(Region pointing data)
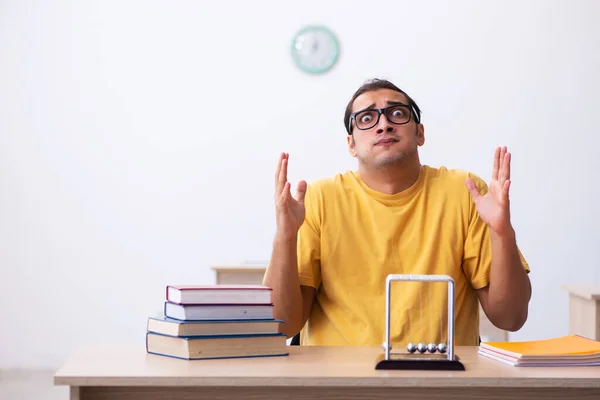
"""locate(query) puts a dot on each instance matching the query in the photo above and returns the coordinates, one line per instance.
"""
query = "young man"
(337, 241)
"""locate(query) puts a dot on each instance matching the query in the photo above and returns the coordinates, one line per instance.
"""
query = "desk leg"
(75, 393)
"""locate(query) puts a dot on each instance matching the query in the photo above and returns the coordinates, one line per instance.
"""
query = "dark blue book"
(217, 346)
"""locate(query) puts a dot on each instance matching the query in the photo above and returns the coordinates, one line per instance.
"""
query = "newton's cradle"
(421, 355)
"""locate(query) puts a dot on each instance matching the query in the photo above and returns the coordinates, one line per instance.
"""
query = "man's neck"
(392, 179)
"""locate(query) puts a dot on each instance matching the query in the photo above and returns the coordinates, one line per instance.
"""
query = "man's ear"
(351, 148)
(420, 134)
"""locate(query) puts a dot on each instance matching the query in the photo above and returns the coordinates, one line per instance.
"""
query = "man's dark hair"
(375, 84)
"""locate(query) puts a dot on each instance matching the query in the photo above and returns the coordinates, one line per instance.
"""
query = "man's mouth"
(386, 141)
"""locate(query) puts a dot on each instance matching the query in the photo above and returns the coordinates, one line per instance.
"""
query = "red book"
(218, 294)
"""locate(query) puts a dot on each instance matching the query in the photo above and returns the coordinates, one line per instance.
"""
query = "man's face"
(385, 143)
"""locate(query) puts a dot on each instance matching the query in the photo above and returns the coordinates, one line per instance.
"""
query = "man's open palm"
(493, 207)
(290, 211)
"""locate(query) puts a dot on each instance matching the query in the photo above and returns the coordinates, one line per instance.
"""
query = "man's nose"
(384, 125)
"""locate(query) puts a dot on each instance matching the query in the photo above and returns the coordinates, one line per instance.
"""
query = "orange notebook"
(562, 351)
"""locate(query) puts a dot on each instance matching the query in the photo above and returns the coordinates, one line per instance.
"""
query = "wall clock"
(315, 49)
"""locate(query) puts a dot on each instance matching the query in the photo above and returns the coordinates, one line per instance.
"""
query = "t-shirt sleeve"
(477, 255)
(309, 240)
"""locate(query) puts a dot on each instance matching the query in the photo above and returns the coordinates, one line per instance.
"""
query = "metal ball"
(442, 348)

## DESCRIPTION OF THE TASK:
Every record must be copied exactly, with images dropped from the result.

## SOLUTION TO THIS PROBLEM:
"""locate(query) puts a dot on each instance matching the query in the photo above and returns the coordinates, one line per instance.
"""
query = "young man"
(337, 241)
"""locate(query) puts a dot on each instance matching the query in the photo above and returns the coordinates, one line per instance.
"""
query = "desk leg"
(75, 393)
"""locate(query) puts a dot on each instance matching the query in the photo above and returns the coordinates, one line per instance.
"""
query = "dark blue book"
(217, 346)
"""locate(query) puts a dot on each instance matching the query in the photo above and returns the coordinates, one line per instance.
"""
query = "newton's cradle"
(421, 355)
"""locate(query) puts a dot on each instance matching the query in the photo above and returns the coordinates, one line per instance.
"""
query = "man's neck"
(392, 179)
"""locate(query) puts a dot on each instance matching the query in the photo above and returns the coordinates, one line per instance.
"""
query = "man's ear"
(351, 148)
(420, 134)
"""locate(query) puts a dot on each instance matching the query in the photo above and returns the coordinates, one line per instance.
"""
query = "man's dark hair"
(375, 84)
"""locate(query) puts a dot on each instance matching the query in the photo above and returns the coordinates, one line per instance.
"""
query = "man's mouth"
(386, 141)
"""locate(query) puts a dot on each instance matching the query in the photo above and returns the coordinates, one line per instance.
"""
query = "red book"
(218, 294)
"""locate(query) puts a dot on each instance matching the query in the photo above and returns the coordinates, one line per instance.
"""
query = "man's face"
(385, 143)
"""locate(query) puts a dot on each instance matching the query in the photo above and returns the coordinates, one line per instance.
"""
query = "man's open palm"
(493, 207)
(290, 211)
"""locate(query) puts a dot on each instance matching the query in the photo above and returns the coordinates, one line per instance.
"""
query = "man's nose"
(384, 125)
"""locate(query) puts a dot on each instance matching the query in the photo above and returns the coordinates, one line per instance.
"""
query = "orange notebook"
(562, 351)
"""locate(query) puts a dot on each instance matching the query in the photo above and returns the coordinates, one line per instance.
"""
query = "wall clock"
(315, 49)
"""locate(query) puts a dot on each instance matching the query in the photo above and returns the coordinates, one line per instance.
"""
query = "t-shirt sleeve"
(477, 255)
(309, 240)
"""locate(query) puts a dot on each instance matching the query in the photo above and returns the coordinates, one line per instance.
"""
query = "metal ball"
(442, 348)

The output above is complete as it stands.